Request:
Rewrite the records below with every "Please identify" changed to "Please find" and nothing else altered.

Supplied entries:
****************************************

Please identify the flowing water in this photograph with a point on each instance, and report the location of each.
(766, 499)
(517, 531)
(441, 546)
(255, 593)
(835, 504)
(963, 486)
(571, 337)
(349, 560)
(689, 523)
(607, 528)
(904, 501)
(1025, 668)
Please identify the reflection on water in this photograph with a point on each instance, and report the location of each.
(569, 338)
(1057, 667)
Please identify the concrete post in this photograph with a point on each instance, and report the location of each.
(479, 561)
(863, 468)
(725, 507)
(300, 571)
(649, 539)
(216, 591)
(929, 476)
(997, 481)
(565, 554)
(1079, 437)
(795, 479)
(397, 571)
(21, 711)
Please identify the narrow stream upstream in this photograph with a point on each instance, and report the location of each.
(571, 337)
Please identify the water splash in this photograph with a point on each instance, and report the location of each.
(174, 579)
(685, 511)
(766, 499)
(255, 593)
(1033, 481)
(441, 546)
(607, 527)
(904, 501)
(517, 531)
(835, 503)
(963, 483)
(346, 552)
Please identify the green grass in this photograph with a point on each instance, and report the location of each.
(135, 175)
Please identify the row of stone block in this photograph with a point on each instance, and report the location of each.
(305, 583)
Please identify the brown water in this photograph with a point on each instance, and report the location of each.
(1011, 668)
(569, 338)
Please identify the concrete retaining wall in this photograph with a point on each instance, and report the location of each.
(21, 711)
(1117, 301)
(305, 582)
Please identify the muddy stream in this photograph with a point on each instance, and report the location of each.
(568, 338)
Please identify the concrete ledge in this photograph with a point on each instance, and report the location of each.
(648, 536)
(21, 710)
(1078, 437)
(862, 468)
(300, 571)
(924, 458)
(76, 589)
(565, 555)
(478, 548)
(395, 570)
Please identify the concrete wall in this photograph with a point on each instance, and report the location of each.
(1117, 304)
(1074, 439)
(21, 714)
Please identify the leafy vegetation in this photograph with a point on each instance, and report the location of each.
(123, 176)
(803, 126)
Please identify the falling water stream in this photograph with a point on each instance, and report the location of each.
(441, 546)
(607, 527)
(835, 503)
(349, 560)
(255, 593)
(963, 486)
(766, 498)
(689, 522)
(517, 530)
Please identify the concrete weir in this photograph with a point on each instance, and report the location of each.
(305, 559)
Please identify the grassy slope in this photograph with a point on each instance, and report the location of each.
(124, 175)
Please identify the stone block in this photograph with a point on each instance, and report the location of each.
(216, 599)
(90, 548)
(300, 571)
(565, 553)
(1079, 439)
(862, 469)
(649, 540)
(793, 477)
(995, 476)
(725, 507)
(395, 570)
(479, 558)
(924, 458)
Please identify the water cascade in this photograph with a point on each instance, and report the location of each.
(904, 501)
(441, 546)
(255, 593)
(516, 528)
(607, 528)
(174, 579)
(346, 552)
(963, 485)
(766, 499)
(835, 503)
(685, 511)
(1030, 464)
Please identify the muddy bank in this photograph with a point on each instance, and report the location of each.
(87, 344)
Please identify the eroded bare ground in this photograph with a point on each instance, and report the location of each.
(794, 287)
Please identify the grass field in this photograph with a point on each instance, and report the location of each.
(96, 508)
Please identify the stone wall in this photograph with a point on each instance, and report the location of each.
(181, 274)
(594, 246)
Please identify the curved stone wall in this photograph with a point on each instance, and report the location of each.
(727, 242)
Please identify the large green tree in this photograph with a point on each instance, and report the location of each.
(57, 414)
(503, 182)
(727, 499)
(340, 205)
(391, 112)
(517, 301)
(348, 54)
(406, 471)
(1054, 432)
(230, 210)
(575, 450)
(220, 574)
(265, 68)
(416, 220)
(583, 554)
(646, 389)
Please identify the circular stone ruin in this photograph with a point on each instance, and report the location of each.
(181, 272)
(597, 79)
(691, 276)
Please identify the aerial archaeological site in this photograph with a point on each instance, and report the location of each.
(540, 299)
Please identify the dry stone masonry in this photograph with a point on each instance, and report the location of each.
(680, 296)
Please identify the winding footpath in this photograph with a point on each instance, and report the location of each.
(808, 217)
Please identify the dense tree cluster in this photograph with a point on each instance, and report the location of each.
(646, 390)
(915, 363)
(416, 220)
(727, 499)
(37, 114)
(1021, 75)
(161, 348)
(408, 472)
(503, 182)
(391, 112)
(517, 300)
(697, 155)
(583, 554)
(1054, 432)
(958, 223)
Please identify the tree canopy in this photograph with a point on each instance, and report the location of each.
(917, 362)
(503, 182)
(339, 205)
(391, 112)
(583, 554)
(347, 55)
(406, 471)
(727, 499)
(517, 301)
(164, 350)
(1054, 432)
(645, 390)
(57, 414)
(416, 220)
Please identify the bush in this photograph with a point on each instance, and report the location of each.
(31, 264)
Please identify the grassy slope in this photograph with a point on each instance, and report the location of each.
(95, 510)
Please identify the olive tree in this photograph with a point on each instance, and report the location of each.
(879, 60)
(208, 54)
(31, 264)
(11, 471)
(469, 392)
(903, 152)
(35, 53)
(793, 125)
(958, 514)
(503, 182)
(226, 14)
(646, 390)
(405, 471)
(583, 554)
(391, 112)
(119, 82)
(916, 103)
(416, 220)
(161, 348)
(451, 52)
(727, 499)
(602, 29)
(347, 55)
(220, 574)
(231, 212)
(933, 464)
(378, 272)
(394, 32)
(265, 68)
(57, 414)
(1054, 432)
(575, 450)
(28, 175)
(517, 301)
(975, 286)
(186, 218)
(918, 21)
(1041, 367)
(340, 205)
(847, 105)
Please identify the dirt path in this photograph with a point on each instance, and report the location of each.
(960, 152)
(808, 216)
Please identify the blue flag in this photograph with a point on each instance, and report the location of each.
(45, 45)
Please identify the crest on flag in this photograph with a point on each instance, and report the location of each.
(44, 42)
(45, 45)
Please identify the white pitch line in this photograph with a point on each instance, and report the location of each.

****************************************

Reply to the task:
Please find the flowing water in this photograph with a point on each instance, and report the location of each.
(766, 499)
(517, 531)
(441, 546)
(255, 593)
(835, 504)
(963, 486)
(571, 337)
(349, 560)
(689, 523)
(607, 528)
(904, 501)
(1025, 668)
Please find the reflection on water in this photograph with a point on each instance, and report the location of each.
(569, 338)
(1057, 667)
Please find the concrete post in this photograph with a point on each instance, and report the location of each.
(479, 561)
(863, 468)
(725, 507)
(300, 571)
(649, 539)
(216, 591)
(929, 476)
(997, 481)
(565, 554)
(1079, 437)
(795, 479)
(397, 571)
(21, 711)
Please find the narrow stream upstream in this photograph with a point on each instance, and report the location of each.
(571, 337)
Please find the water splash in this photograph with a point on each instance, and report the location of each.
(174, 579)
(685, 511)
(766, 499)
(255, 593)
(1033, 481)
(441, 546)
(607, 527)
(904, 501)
(517, 531)
(835, 503)
(963, 483)
(346, 552)
Please find the green grass in this photograph with a point on each instance, and report the location of each.
(135, 175)
Please find the row of stone block in this photograph with a point on each instance, and report the location of each.
(305, 583)
Please find the brown water in this photograph with a point on each instance, and report the location of each.
(1011, 668)
(569, 338)
Please find the concrete retaining wall in this photograph with a point on each instance, and report the location of each.
(21, 711)
(1117, 301)
(305, 582)
Please find the muddy stream in this photograph with a point on each instance, and report the location of each.
(568, 338)
Please find the concrete ledge in this photograph with a point on each instance, and report the location of each.
(648, 536)
(21, 710)
(1078, 437)
(862, 468)
(300, 571)
(924, 458)
(76, 589)
(565, 555)
(478, 548)
(395, 570)
Please find the concrete wall in this photograph with a point on each instance, and report the location of each.
(1117, 304)
(1074, 439)
(21, 714)
Please find the leafy vegetation in this photograph with a point on each instance, and report the location of each.
(123, 176)
(803, 126)
Please find the falling water stream in this photograph with a point on each instance, and report the location of each.
(441, 546)
(607, 527)
(835, 503)
(349, 560)
(255, 593)
(963, 486)
(766, 498)
(689, 522)
(517, 530)
Please find the concrete weir in this photograph with a point on each instance, and report the location of each.
(305, 559)
Please find the grassy slope in this photograph with a point on each instance, and report the location of each.
(124, 175)
Please find the stone block in this photograph with a point on each instance, and report the location of each.
(216, 599)
(90, 548)
(300, 571)
(565, 553)
(1079, 439)
(862, 469)
(649, 540)
(793, 477)
(995, 476)
(725, 507)
(395, 570)
(479, 558)
(924, 458)
Please find the water cascade in this photograph with a point on each instance, and report the location of each.
(904, 501)
(441, 546)
(255, 593)
(516, 528)
(607, 528)
(174, 579)
(346, 552)
(963, 485)
(766, 499)
(835, 503)
(685, 511)
(1030, 464)
Please find the muddy bank in this photograph with a point on each instance, and report the location of each.
(87, 344)
Please find the eroded bare ground in this photograph with a point on each instance, and report the location of each.
(794, 287)
Please find the grass field in this photograph with a point on each instance, and report the location of each.
(96, 508)
Please find the stone wall in this photograph with a point on each instance, and report the location of each.
(181, 274)
(594, 246)
Please find the curved stone wall in this photograph with a point on each instance, and report the location of each.
(727, 242)
Please find the large green tree in this photograph with a point on each instance, and report the location of each.
(57, 414)
(503, 182)
(727, 499)
(340, 205)
(391, 112)
(517, 301)
(348, 54)
(406, 471)
(1054, 432)
(230, 210)
(575, 450)
(220, 574)
(265, 68)
(416, 220)
(583, 554)
(646, 389)
Please find the circular stone ruin in this photograph with a point on each instance, and report the location of each.
(181, 272)
(597, 79)
(691, 276)
Please find the aerial archaeological site in this photograph with a point on each instance, and report the location of each.
(540, 299)
Please find the dry stone masonry in this photograph with a point on each instance, and report the location of each.
(680, 296)
Please find the winding footpath in this photograph with a point on each instance, and report the location of each.
(808, 217)
Please find the dense tree cluster in this photograph with a point on each instance, and report the location of each.
(646, 390)
(915, 363)
(416, 220)
(727, 499)
(37, 114)
(1021, 75)
(161, 348)
(408, 472)
(503, 182)
(391, 112)
(517, 300)
(697, 155)
(583, 554)
(1054, 432)
(958, 223)
Please find the tree canopy in this photograph with a point on each instance, and report the location of each.
(917, 362)
(503, 182)
(339, 205)
(391, 112)
(583, 554)
(347, 55)
(406, 471)
(727, 499)
(517, 301)
(164, 350)
(1054, 432)
(645, 390)
(57, 414)
(416, 220)
Please find the bush in this photograph with a point on each instance, and report the location of each.
(31, 264)
Please find the grassy slope in this photograph with a point on each instance, and report the location of each.
(95, 510)
Please find the olive tree in this photograph with a point on each instance, and report the location of each.
(879, 60)
(208, 54)
(31, 264)
(11, 471)
(469, 392)
(903, 152)
(35, 53)
(793, 125)
(958, 514)
(503, 182)
(226, 14)
(646, 390)
(405, 471)
(583, 554)
(391, 112)
(119, 82)
(916, 103)
(416, 220)
(161, 348)
(451, 52)
(727, 499)
(602, 29)
(347, 55)
(220, 574)
(231, 212)
(933, 464)
(378, 272)
(394, 32)
(265, 68)
(57, 414)
(1054, 432)
(575, 450)
(28, 175)
(517, 301)
(975, 286)
(186, 218)
(918, 21)
(1041, 367)
(340, 205)
(847, 105)
Please find the dirt path in this photograph with a point on each instance, and report the location of each.
(960, 152)
(808, 216)
Please find the blue flag in this photograph with a point on each instance, and report the location of each.
(45, 45)
Please find the crest on flag in this photograph with a point on each instance, and report the location of each.
(44, 42)
(45, 45)
Please find the white pitch line in this photograph with a point on each instance, and report the location of each.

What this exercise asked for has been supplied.